* _Exercise prompt_
Could you write out all the entries below again, swapping every "smokestack" for "chimney" and leaving everything else unchanged?

* _Source data_
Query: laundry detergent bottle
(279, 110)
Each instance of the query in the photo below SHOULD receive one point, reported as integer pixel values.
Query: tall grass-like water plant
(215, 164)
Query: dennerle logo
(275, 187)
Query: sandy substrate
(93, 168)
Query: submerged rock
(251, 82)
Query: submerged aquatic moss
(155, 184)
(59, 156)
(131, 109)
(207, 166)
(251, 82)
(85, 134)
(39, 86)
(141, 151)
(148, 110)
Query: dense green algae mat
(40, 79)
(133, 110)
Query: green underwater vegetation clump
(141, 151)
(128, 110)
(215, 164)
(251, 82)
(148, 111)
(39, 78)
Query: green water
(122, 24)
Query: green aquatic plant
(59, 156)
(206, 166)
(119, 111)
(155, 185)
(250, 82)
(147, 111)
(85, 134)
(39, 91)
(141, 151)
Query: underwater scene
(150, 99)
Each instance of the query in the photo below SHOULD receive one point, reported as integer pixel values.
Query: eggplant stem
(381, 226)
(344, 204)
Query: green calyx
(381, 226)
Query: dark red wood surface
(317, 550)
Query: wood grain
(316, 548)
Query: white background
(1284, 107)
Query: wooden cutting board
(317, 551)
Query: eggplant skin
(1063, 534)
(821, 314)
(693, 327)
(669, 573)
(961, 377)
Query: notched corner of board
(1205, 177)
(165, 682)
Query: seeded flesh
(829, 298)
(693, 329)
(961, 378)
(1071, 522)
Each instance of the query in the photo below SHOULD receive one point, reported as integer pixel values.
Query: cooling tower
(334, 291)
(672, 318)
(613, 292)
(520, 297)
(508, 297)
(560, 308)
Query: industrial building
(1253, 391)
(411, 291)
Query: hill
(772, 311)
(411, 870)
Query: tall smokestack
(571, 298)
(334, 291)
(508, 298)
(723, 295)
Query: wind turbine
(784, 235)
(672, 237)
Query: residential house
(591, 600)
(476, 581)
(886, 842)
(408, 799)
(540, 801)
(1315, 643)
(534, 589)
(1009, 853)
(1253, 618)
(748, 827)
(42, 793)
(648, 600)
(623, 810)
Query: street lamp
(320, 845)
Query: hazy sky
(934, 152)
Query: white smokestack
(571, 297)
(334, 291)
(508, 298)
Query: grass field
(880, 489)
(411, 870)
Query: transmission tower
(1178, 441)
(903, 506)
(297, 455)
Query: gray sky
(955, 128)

* _Response_
Query: laundry detergent bottle
(279, 110)
Each instance of the query in the photo below SHOULD receive one point, reported as integer pixel values.
Query: tall grass-like water plant
(215, 164)
Query: dennerle logo
(275, 187)
Query: sandy substrate
(93, 168)
Query: submerged rock
(251, 82)
Query: submerged aquatic moss
(155, 184)
(59, 156)
(131, 109)
(207, 166)
(251, 82)
(85, 134)
(39, 86)
(141, 151)
(148, 110)
Query: dense green algae mat
(40, 79)
(133, 110)
Query: green underwater vegetation clump
(141, 151)
(128, 110)
(215, 164)
(251, 82)
(148, 111)
(39, 78)
Query: green water
(122, 24)
Query: green aquatic plant
(59, 156)
(206, 166)
(119, 111)
(155, 185)
(250, 82)
(147, 111)
(85, 134)
(39, 91)
(141, 151)
Query: underwater scene
(150, 99)
Each instance of the query in the photo below SHOULD receive one point, reported as integer pixel values.
Query: eggplant stem
(381, 226)
(344, 204)
Query: green calyx
(381, 226)
Query: dark red wood surface
(317, 550)
Query: wood grain
(316, 548)
Query: white background
(1284, 107)
Query: wooden cutting board
(317, 551)
Query: eggplant skin
(1063, 534)
(821, 314)
(693, 327)
(669, 573)
(961, 377)
Query: notched corner of board
(1205, 177)
(165, 682)
Query: seeded flesh
(829, 298)
(693, 329)
(961, 378)
(1071, 522)
Each instance of the query in the photo below SHOULD receive one point, reported as integer pixel values.
Query: cooling tower
(334, 291)
(672, 318)
(613, 292)
(520, 297)
(508, 297)
(560, 308)
Query: industrial building
(1253, 391)
(411, 291)
Query: hill
(772, 311)
(411, 870)
Query: tall chimney
(571, 298)
(334, 291)
(508, 298)
(723, 295)
Query: wind turbine
(784, 235)
(672, 237)
Query: residential house
(591, 600)
(476, 581)
(886, 842)
(408, 799)
(540, 801)
(1315, 643)
(534, 589)
(1009, 853)
(1253, 618)
(748, 827)
(42, 793)
(648, 600)
(623, 810)
Query: street lamp
(320, 845)
Query: hazy sky
(934, 152)
Query: white chimney
(571, 297)
(334, 291)
(508, 298)
Query: grass field
(880, 489)
(411, 870)
Query: transmission tower
(1178, 441)
(903, 506)
(297, 455)
Query: gray sky
(955, 128)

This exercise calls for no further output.